* GOAL OF THE EXERCISE *
Write out every record below exactly, leaving the pictures out.
+++++
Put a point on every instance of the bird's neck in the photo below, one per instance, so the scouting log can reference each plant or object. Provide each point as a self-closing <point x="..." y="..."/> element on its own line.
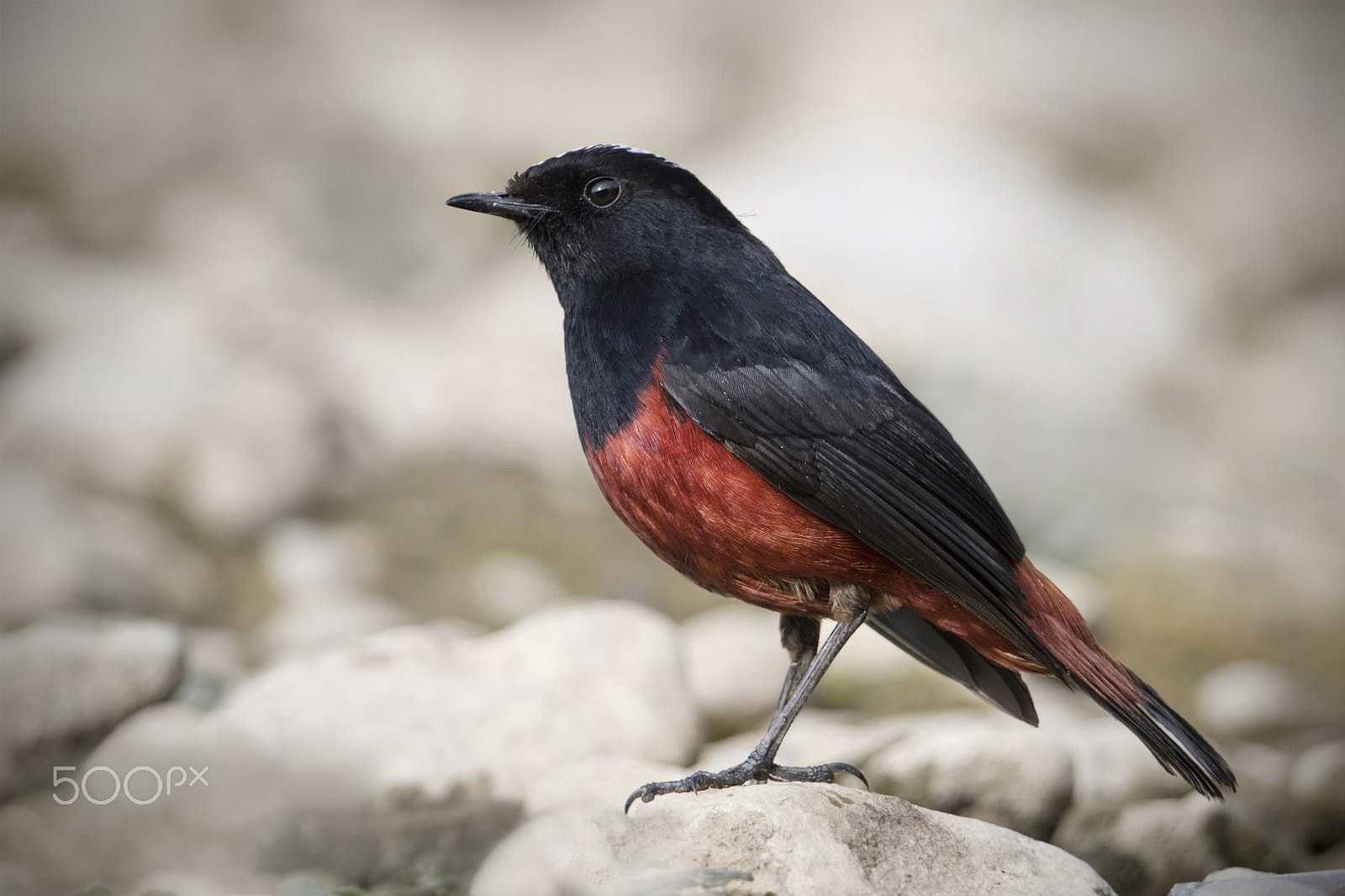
<point x="614" y="335"/>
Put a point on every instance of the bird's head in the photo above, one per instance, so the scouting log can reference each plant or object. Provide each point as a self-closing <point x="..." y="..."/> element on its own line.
<point x="612" y="213"/>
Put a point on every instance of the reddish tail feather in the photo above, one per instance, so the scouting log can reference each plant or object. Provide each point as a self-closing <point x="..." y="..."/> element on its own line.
<point x="1169" y="737"/>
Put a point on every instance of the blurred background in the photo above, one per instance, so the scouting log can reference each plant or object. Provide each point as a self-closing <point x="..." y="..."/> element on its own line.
<point x="261" y="389"/>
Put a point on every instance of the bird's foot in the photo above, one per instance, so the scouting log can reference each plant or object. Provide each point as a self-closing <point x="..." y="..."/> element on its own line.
<point x="746" y="772"/>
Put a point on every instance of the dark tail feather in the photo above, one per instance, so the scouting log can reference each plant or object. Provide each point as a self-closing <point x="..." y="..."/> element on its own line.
<point x="955" y="658"/>
<point x="1169" y="737"/>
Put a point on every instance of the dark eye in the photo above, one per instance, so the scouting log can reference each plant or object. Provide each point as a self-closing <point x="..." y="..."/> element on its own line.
<point x="603" y="192"/>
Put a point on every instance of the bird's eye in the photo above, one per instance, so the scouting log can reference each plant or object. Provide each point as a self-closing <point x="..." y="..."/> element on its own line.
<point x="602" y="192"/>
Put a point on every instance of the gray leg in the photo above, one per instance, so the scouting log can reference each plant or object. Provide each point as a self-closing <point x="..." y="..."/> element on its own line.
<point x="799" y="636"/>
<point x="760" y="763"/>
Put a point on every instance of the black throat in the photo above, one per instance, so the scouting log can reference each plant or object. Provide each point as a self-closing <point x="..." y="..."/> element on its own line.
<point x="614" y="334"/>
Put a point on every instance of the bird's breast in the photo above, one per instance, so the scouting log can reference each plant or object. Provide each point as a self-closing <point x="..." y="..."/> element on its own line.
<point x="716" y="519"/>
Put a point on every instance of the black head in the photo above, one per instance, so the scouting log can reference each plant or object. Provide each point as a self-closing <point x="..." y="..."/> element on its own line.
<point x="611" y="213"/>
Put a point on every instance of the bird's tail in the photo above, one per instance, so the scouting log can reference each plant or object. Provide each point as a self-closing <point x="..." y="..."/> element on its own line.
<point x="1169" y="737"/>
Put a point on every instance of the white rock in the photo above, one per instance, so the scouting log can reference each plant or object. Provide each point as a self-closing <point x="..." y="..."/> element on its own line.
<point x="65" y="552"/>
<point x="508" y="587"/>
<point x="1147" y="846"/>
<point x="62" y="683"/>
<point x="790" y="838"/>
<point x="319" y="575"/>
<point x="340" y="757"/>
<point x="735" y="665"/>
<point x="1253" y="697"/>
<point x="979" y="764"/>
<point x="1317" y="788"/>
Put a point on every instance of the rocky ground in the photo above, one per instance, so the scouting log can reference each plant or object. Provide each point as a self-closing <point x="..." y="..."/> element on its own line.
<point x="293" y="522"/>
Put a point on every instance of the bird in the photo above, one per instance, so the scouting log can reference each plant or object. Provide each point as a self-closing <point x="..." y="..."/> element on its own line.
<point x="760" y="447"/>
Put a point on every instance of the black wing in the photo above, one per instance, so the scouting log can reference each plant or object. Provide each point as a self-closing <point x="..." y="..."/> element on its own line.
<point x="791" y="390"/>
<point x="959" y="661"/>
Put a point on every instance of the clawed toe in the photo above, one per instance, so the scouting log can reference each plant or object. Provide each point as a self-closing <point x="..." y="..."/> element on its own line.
<point x="743" y="774"/>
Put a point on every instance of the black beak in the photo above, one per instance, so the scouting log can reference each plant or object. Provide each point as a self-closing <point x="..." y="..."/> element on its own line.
<point x="498" y="203"/>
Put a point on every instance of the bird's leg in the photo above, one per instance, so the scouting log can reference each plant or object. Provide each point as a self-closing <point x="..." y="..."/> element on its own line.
<point x="799" y="636"/>
<point x="760" y="763"/>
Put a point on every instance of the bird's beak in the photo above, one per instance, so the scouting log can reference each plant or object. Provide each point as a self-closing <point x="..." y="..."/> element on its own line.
<point x="498" y="203"/>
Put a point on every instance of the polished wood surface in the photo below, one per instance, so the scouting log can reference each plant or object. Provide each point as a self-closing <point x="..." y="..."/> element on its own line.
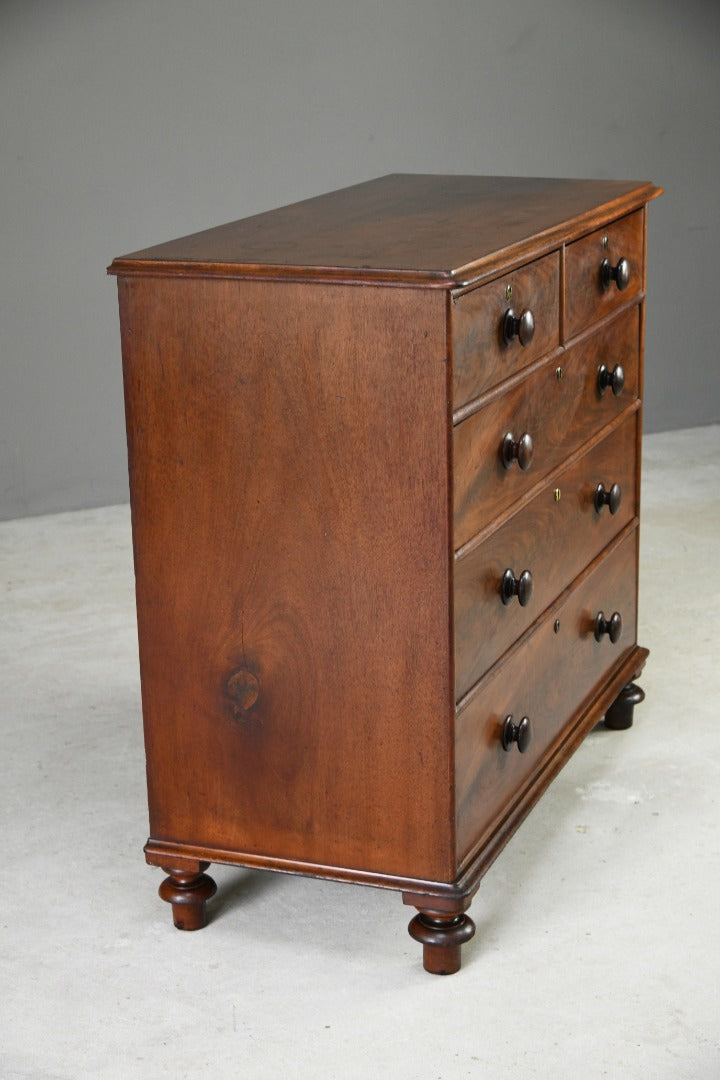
<point x="544" y="678"/>
<point x="480" y="355"/>
<point x="289" y="513"/>
<point x="554" y="538"/>
<point x="586" y="300"/>
<point x="558" y="413"/>
<point x="322" y="518"/>
<point x="411" y="228"/>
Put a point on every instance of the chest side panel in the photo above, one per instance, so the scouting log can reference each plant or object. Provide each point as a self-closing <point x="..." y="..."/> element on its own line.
<point x="289" y="489"/>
+++++
* RESULT OF THIS EXERCISE *
Put a point on every instance of the bird's neck in the photo below, one per instance, so the scouting log can reference each plant or object. Provide each point as a self-closing <point x="..." y="..."/> element on its own line.
<point x="614" y="335"/>
Put a point on every instance of the bird's head in the photo above, one per instance, so the scouting log can reference each plant or object. Provide each point as a self-closing <point x="..." y="..."/> element on its own line.
<point x="612" y="213"/>
Put a point on every instance of the reddish tail feather in the photo above, one per instance, so the scouting log can reference each plant or object. Provide each point as a self-closing <point x="..." y="..."/> element on its own line.
<point x="1169" y="737"/>
Put a point on every instance of the blurred background in the photo above, one per instance, so the scouting log can reference each plant or object. Provide each point as a self-closing <point x="..." y="..."/> element on its own line.
<point x="261" y="389"/>
Put a point on every instance of the bird's foot in the photo above, one per instance, so the scouting log can reference each plant or object. Provide each point as a self-closing <point x="..." y="..."/> element on its own line.
<point x="746" y="772"/>
Put a point on every instance of the dark tail feather in the photo above, one per instance, so the scouting log can reference each plant or object. Provide each point as a self-closing <point x="..." y="..."/> element on its own line.
<point x="955" y="658"/>
<point x="1169" y="737"/>
Put a point on every instance of the dark eye in the photo above, one per instance, so the scouting log can reference each plant or object. Provide each point as a self-closing <point x="..." y="..."/> element on its own line.
<point x="603" y="192"/>
Put a point on every instance of the bird's eye in the photo above, one per instance, so the scouting log can reference each plant or object. Provide each point as a self-closing <point x="..." y="..."/> element on its own line.
<point x="602" y="192"/>
Put a point on every instance of the gray leg in the photo above, one per instance, so the scouting log can reference each plant or object. Provide each point as a self-closing <point x="..." y="..."/> element on its own line.
<point x="799" y="636"/>
<point x="760" y="763"/>
Put a point on every instance of the black throat in the photo above, one per instance, so the scouting log can reference each plant or object. Provide each point as a self-closing <point x="..." y="..."/> element on its own line.
<point x="614" y="334"/>
Put a point on every instance of the bird's breast in the photo above, one per instance, so the scouting log can reference each plant or object. Provide each point as a self-closing <point x="..." y="..."/> element on its own line.
<point x="716" y="519"/>
Put a point on every instance of the black head in the photo above, one per instance, so the scouting log can reference each plant or object. Provide each point as a self-closing <point x="..." y="..."/> element on its own line.
<point x="611" y="213"/>
Put a point on every instance of the bird's tail in the photo above, one per instance, so the scouting log can reference each plant or object. Provide each point as a self-closing <point x="..." y="..."/> element on its own line.
<point x="1169" y="737"/>
Put a point on every instance of the white rock in the photo above, one per instance, so the scouting log can reference each plant or object. Provide each point as a self-closing <point x="..." y="..."/> element on its own line.
<point x="65" y="552"/>
<point x="508" y="587"/>
<point x="1147" y="846"/>
<point x="62" y="683"/>
<point x="790" y="838"/>
<point x="319" y="575"/>
<point x="340" y="757"/>
<point x="735" y="665"/>
<point x="1253" y="697"/>
<point x="979" y="764"/>
<point x="1317" y="788"/>
Put a point on every instance of the rocky ground in the photo above, one per instance, so the scouting log can reference each plant or object. Provide each point as a self-closing <point x="..." y="..."/> element on its own line.
<point x="293" y="522"/>
Put a point on every instance of the bird in the photo above, one per instance, so the scouting log can reference each plant or object. Provide each point as a self-closing <point x="..." y="..."/> element on its own line.
<point x="760" y="447"/>
Put a point on every instance of the black wing in the photo above, one per instance, so the scouting log can reference each plant or object. Provide each point as a self-closing <point x="..." y="..."/> element on its own line.
<point x="791" y="390"/>
<point x="959" y="661"/>
Put a point on every instance of the clawed toe in the photo above, one per instance, so the scouting log can reference each plant or object. Provide each point as a self-closing <point x="..." y="..."/> element on its own line.
<point x="743" y="774"/>
Put a point on every instance of the black beak in the photo above, one per instance, so the scouting log can reference each plant or object. Provide each point as a self-closing <point x="..." y="..."/> element on its own line.
<point x="498" y="203"/>
Put a point on every instance of the bird's leg in the photo above, one per instance, so the scouting log can reference each plant or object. Provide each point as a self-closing <point x="..." y="..."/> element on its own line.
<point x="799" y="636"/>
<point x="760" y="763"/>
Put a point on every instance of the bird's beak in the photo above, one per instance, so the scouting log can reference each plant or object. Provide each point as a self-closing <point x="..." y="..."/> element on its own line.
<point x="498" y="203"/>
Put a point on every instance of the polished wood surface in the photo below, one per instance, so the scouting log can reference each plant or object. Provide each point as a self-closing <point x="..." y="..."/> element on its own line.
<point x="544" y="678"/>
<point x="480" y="355"/>
<point x="289" y="513"/>
<point x="554" y="538"/>
<point x="586" y="300"/>
<point x="558" y="413"/>
<point x="322" y="518"/>
<point x="411" y="228"/>
Put a point on every instance of the chest side panel in the photo above, one per instance, so the scouting log can reference each plant or object. Provide each point as a self-closing <point x="..." y="..."/> element on its own line.
<point x="289" y="489"/>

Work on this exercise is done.